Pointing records
● ● ● ●

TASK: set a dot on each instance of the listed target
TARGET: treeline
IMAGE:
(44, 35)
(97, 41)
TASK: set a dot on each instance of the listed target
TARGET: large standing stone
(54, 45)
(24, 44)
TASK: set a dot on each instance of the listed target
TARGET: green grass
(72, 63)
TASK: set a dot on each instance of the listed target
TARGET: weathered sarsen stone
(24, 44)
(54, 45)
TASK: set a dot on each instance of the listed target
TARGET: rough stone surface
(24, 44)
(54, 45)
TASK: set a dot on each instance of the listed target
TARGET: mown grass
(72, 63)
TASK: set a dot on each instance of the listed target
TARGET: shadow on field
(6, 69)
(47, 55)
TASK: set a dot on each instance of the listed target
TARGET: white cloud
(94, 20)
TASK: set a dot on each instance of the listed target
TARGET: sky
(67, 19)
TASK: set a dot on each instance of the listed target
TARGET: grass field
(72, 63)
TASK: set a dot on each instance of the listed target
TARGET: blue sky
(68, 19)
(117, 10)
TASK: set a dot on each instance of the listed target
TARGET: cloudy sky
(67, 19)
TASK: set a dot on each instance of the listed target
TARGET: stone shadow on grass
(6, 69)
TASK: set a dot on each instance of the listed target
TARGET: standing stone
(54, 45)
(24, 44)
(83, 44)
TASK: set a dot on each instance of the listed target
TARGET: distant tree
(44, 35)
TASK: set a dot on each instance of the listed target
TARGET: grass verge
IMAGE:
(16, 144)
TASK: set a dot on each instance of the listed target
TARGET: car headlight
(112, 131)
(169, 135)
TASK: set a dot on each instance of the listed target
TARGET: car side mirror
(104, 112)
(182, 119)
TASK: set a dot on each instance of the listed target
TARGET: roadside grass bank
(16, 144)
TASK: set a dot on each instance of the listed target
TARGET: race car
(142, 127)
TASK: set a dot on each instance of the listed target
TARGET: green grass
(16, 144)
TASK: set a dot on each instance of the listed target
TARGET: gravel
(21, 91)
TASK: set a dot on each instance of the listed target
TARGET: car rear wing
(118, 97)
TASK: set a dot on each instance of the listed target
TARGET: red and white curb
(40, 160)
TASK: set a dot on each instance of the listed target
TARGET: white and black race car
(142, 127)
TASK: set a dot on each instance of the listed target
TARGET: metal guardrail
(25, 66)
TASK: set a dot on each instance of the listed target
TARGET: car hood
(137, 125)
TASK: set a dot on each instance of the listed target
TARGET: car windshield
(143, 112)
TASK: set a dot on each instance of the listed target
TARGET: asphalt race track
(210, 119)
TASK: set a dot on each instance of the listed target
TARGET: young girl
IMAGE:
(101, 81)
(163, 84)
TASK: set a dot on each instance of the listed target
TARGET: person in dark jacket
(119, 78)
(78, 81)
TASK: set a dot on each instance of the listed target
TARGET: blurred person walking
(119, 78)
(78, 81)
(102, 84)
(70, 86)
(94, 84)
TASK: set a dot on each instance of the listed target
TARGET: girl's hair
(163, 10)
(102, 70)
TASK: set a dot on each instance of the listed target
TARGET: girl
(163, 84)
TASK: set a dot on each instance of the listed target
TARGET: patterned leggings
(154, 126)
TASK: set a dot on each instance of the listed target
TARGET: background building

● ● ● ●

● **Task details**
Give the entries once more, exactly as they appear.

● **Exercise answer**
TASK: set a dot on each instance of the listed target
TARGET: treeline
IMAGE:
(44, 35)
(97, 41)
TASK: set a dot on each instance of the listed target
TARGET: large standing stone
(54, 45)
(24, 44)
TASK: set a dot on each instance of the listed target
TARGET: green grass
(72, 63)
TASK: set a dot on each instance of the listed target
TARGET: weathered sarsen stone
(24, 44)
(54, 45)
TASK: set a dot on each instance of the listed target
TARGET: rough stone surface
(24, 44)
(54, 45)
TASK: set a dot on each instance of the listed target
TARGET: mown grass
(72, 63)
TASK: set a dot on each instance of the listed target
TARGET: shadow on field
(6, 69)
(47, 55)
TASK: set a dot on each instance of the listed target
TARGET: white cloud
(94, 20)
TASK: set a dot on each instance of the listed target
TARGET: sky
(67, 19)
TASK: set a dot on each instance of the listed target
TARGET: grass field
(72, 63)
TASK: set a dot on each instance of the listed target
TARGET: blue sky
(68, 19)
(117, 10)
TASK: set a dot on each instance of the listed target
TARGET: cloudy sky
(67, 19)
TASK: set a dot on each instance of the listed target
TARGET: stone shadow on grass
(6, 69)
TASK: set a dot on each instance of the listed target
TARGET: standing stone
(54, 45)
(24, 44)
(83, 44)
TASK: set a dot on each instance of the listed target
TARGET: distant tree
(44, 35)
TASK: set a dot on each instance of the listed target
TARGET: grass verge
IMAGE:
(16, 144)
TASK: set a dot on each instance of the listed target
TARGET: car headlight
(112, 131)
(169, 135)
TASK: set a dot on each instance of the listed target
TARGET: car side mirror
(104, 112)
(182, 119)
TASK: set a dot on each instance of the listed target
TARGET: roadside grass bank
(16, 144)
TASK: set a dot on each instance of the listed target
TARGET: race car
(142, 127)
TASK: set a dot on each instance of the listed target
TARGET: green grass
(16, 144)
TASK: set a dot on each instance of the listed target
TARGET: gravel
(21, 91)
TASK: set a dot on each instance of the listed target
TARGET: car rear wing
(118, 97)
TASK: set a dot on each instance of the listed target
TARGET: red and white curb
(40, 160)
TASK: set a dot on each instance of the listed target
TARGET: white and black race car
(142, 127)
TASK: set a dot on each instance of the listed target
TARGET: metal guardrail
(25, 66)
TASK: set a dot on each instance of the listed target
TARGET: car hood
(137, 125)
TASK: set a dot on each instance of the listed target
TARGET: car windshield
(143, 112)
TASK: set a dot on each instance of the listed target
TARGET: asphalt race track
(210, 119)
TASK: set a dot on each instance of the listed target
TARGET: young girl
IMAGE:
(101, 81)
(163, 84)
TASK: set a dot on each instance of the listed target
TARGET: person in dark jacket
(119, 78)
(78, 81)
TASK: set a dot on each instance of the listed target
TARGET: blurred person walking
(119, 78)
(78, 81)
(102, 84)
(70, 86)
(94, 84)
TASK: set a dot on each instance of the listed target
TARGET: girl's hair
(163, 10)
(102, 70)
TASK: set a dot on each instance of the listed target
TARGET: girl
(163, 84)
TASK: set a dot on each instance of the listed target
TARGET: patterned leggings
(154, 126)
TASK: set a dot on each instance of the listed target
TARGET: background building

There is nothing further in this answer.